Text segment:
»»

Wednesday 30 December 2009

Christmas as revolution

A reminder as I move into this new year from a christmas sermon by Simon Barrow:

... the Christ who is born quietly, humbly, almost insignificantly on this Holy Night speaks first to ordinary people – like you and me. He begins his revolution by disturbing our certainty, giving us hearts of flesh rather than stone. Then he invites us to join a small company of friends who will go into the world’s darkest places, not with weapons of war and large corporations (as we have seen in the region of Jesus’ birth in recent years), but with something much more costly.

I am talking about simple but life-changing actions like forgiveness, hospitality, reconciliation, the sharing of goods, and human solidarity – what the Bible calls love of neighbour: treating the stranger and even the enemy as you yourself would wish to be treated. This is the way of the Prince of Peace whose coming we celebrate.

What is true of Christ’s challenge to the way we live, the way we relate to each other and the way we see things is also true of the way we understand faith and the way we perceive God. In an often bruised and hurting world, in the midst of the doubt and confusion we all feel, where is God to be found? Not in opulent palaces, not in remote splendour, not in complicated formulas – and not (if you read the gospels) with those who go around boasting about how ‘spiritual’ or ‘religious’ they are, either. That is some comfort to those of us who count ourselves neither especially smart nor notably righteous!

««

Work instruction 1: According to the Christmas sermon passage, what does Christ give people in place of hearts of stone?
Work instruction 2: Resume the Christmas sermon passage, starting right after its final sentence.

(Dataset records)

»»

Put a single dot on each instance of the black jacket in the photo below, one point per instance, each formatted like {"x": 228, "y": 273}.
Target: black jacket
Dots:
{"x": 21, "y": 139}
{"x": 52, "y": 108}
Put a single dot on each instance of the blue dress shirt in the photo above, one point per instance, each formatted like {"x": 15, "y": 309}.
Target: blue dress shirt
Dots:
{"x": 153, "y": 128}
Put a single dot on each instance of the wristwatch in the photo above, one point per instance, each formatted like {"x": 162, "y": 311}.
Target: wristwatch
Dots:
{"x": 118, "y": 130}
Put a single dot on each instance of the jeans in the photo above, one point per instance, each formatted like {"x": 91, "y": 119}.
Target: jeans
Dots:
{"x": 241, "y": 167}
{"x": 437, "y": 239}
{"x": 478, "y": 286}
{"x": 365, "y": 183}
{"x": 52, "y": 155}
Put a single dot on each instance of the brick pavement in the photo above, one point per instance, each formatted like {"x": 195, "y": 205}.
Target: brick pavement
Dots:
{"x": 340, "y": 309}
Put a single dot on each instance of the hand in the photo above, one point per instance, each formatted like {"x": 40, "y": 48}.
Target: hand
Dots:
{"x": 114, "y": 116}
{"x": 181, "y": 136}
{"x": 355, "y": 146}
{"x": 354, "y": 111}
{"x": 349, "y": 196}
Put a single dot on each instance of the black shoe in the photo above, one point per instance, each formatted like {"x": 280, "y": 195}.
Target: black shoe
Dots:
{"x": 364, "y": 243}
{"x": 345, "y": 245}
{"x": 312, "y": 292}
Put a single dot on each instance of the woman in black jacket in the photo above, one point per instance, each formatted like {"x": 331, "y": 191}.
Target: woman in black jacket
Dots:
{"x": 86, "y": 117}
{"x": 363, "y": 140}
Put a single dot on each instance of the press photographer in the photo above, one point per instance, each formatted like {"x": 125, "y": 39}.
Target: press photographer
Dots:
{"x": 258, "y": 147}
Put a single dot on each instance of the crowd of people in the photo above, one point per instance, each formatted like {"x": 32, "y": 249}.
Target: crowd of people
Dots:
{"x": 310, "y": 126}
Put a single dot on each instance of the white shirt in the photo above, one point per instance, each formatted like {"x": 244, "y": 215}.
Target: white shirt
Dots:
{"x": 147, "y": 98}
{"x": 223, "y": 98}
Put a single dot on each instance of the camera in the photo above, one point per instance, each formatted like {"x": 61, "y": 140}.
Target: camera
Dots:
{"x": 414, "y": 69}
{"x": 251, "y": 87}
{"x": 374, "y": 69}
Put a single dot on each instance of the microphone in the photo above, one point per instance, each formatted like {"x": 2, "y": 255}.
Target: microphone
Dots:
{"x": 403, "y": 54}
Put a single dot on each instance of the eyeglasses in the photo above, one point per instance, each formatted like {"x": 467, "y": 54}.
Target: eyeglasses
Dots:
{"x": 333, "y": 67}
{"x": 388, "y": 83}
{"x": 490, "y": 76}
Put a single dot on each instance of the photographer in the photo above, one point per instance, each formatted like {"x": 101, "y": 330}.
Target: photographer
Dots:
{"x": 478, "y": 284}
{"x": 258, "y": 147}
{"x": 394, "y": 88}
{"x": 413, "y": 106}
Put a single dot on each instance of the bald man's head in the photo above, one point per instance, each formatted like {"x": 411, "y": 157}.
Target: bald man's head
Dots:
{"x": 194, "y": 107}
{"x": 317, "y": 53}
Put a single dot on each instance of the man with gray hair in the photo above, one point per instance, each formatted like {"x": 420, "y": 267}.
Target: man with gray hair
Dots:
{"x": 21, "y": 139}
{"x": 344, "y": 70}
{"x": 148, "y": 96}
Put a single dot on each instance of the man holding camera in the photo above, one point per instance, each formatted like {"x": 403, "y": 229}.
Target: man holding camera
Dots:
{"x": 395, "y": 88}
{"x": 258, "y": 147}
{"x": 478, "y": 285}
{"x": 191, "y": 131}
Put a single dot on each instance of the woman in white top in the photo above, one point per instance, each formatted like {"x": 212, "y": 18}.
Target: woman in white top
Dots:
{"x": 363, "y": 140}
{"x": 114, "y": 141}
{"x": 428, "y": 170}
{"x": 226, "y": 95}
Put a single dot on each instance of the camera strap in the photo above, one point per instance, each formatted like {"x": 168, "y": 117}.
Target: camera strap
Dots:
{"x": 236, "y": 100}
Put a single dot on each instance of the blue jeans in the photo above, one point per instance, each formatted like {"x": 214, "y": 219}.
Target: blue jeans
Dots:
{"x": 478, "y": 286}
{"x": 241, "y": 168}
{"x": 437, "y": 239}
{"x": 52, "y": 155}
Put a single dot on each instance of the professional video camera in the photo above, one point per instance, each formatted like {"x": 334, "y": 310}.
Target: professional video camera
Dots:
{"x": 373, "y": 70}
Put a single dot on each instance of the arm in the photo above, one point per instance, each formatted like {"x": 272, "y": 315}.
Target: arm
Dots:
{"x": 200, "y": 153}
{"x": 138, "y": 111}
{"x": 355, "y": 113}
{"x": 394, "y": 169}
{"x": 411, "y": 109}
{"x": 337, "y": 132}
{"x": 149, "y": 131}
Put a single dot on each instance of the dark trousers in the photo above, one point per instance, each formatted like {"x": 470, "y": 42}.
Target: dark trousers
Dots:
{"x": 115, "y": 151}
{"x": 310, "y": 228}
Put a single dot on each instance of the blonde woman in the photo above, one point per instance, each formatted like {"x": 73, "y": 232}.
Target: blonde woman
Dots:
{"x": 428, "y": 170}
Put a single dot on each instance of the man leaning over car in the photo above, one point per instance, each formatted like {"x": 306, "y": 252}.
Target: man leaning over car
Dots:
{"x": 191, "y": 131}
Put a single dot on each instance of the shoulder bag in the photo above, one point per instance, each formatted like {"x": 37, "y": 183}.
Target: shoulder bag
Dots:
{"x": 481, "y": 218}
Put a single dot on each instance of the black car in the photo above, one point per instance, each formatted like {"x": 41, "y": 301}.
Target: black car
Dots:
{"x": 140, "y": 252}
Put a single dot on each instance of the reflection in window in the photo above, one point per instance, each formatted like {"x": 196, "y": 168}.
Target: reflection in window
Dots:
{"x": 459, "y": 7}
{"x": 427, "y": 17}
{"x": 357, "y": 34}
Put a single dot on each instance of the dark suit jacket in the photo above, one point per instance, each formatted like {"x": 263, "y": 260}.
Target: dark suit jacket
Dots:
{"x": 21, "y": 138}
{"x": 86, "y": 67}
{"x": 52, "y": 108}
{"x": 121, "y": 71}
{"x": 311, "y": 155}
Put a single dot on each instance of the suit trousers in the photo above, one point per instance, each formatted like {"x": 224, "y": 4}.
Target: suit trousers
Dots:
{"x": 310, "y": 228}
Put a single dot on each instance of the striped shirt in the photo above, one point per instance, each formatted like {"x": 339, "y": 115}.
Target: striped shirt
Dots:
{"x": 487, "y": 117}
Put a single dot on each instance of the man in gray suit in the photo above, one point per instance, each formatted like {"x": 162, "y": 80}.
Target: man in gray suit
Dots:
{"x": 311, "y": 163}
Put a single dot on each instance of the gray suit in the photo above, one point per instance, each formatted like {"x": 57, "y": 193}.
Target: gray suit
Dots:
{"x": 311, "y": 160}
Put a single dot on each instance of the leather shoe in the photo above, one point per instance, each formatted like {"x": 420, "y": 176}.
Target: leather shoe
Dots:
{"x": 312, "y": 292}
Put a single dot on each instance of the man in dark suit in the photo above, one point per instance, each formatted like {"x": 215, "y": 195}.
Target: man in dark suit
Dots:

««

Task result 1: Hearts of flesh.

Task result 2:
Instead, according to the topsy-turvy Good News announced to those shepherds, the ordinary working people of the time, God is to be found in the most unlikely of places: in a stable, off the beaten track, and in the vulnerable flesh of a baby born on the edge of empire, miles away from the rich and powerful. It is this Jesus, now lying in a cradle, soon mixing with the crowd, and eventually confronting one of the murderous crosses we have built in the world – it is his life which truthfully embodies who God is, what God is like, and what God’s agenda is about.